Les phrases qui précèdent risquent de jeter un trouble, cependant. Entre l’évocation d’une pulpe du réel en tant que vécu, l’allusion à une totalité d’expérience plus vaste que celle du « monde extérieur », l’ontologie phénoménologique empruntée à Merleau-Ponty, et mon style prodigue en métaphores, on peut avoir l’impression d’entrer dans une atmosphère de pensée à peine moins spéculative que celle du matérialisme spéculatif. Cette grande ombre de représentation dans une approche qui se veut pourtant critique et transcendantale est la cible d’un réquisitoire convergent formulé par Isabelle Thomas-Fogiel et Anna Longo.

•••••

# Consignes
1 – Recopiez un passage du texte extrait : commencez aux mots « Les phrases qui » et arrêtez-vous après « et Anna Longo. ».
2 – Relevez tous les noms de personnes mentionnés dans le texte extrait.
3 – Reprenez le texte sur la pensée spéculative et la phénoménologie, et poursuivez-le après sa dernière phrase.

# Données fournies

•••••

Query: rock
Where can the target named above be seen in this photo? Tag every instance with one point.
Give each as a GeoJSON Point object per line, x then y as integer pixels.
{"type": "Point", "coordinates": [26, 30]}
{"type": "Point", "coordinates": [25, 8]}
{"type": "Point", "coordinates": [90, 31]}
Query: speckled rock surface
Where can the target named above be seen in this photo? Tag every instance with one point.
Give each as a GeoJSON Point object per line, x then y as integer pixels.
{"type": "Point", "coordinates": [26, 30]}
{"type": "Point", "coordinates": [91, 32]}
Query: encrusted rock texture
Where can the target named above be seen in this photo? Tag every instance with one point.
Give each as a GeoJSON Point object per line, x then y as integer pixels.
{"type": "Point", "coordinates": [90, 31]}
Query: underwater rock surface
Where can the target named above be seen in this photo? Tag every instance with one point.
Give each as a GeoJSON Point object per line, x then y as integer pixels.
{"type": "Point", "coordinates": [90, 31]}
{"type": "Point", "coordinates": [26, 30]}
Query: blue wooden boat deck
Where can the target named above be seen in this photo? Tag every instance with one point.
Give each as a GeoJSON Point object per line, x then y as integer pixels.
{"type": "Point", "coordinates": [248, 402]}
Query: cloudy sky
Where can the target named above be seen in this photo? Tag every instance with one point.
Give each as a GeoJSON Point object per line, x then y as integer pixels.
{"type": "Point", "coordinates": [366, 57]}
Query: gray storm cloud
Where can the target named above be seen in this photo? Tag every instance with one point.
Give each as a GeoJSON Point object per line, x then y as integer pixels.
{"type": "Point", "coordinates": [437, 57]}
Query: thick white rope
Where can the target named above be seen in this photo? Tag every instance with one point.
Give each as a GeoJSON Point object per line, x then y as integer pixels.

•••••

# Réponses par consigne
1 –
Les phrases qui précèdent risquent de jeter un trouble, cependant. Entre l’évocation d’une pulpe du réel en tant que vécu, l’allusion à une totalité d’expérience plus vaste que celle du « monde extérieur », l’ontologie phénoménologique empruntée à Merleau-Ponty, et mon style prodigue en métaphores, on peut avoir l’impression d’entrer dans une atmosphère de pensée à peine moins spéculative que celle du matérialisme spéculatif. Cette grande ombre de représentation dans une approche qui se veut pourtant critique et transcendantale est la cible d’un réquisitoire convergent formulé par Isabelle Thomas-Fogiel et Anna Longo.

2 – Merleau-Ponty ; Isabelle Thomas-Fogiel ; Anna Longo

3 –
Anna Longo me reproche ce qu’elle nomme « les résidus métaphysiques impliqués par la phénoménologie », la référence à une « totalité vécue » qui serait la « réalité inconnaissable mais supposée comme fondement absolu », le postulat de « la vérité absolue du fait de se savoir vivant ». Elle se méfie aussi de mon usage d’une « épistémologie naturalisée » s’appuyant sur un critère de « satisfaction de l’utilité » dans le cadre d’un « jeu évolutionnaire ». La combinaison du spectre d’un fondement absolu, et d’un penchant vers la naturalisation de l’épistémologie, ne me reconduit-elle pas à une forme de « matérialisme » ; celui-là même que j’avais voulu réfuter chez Meillassoux ?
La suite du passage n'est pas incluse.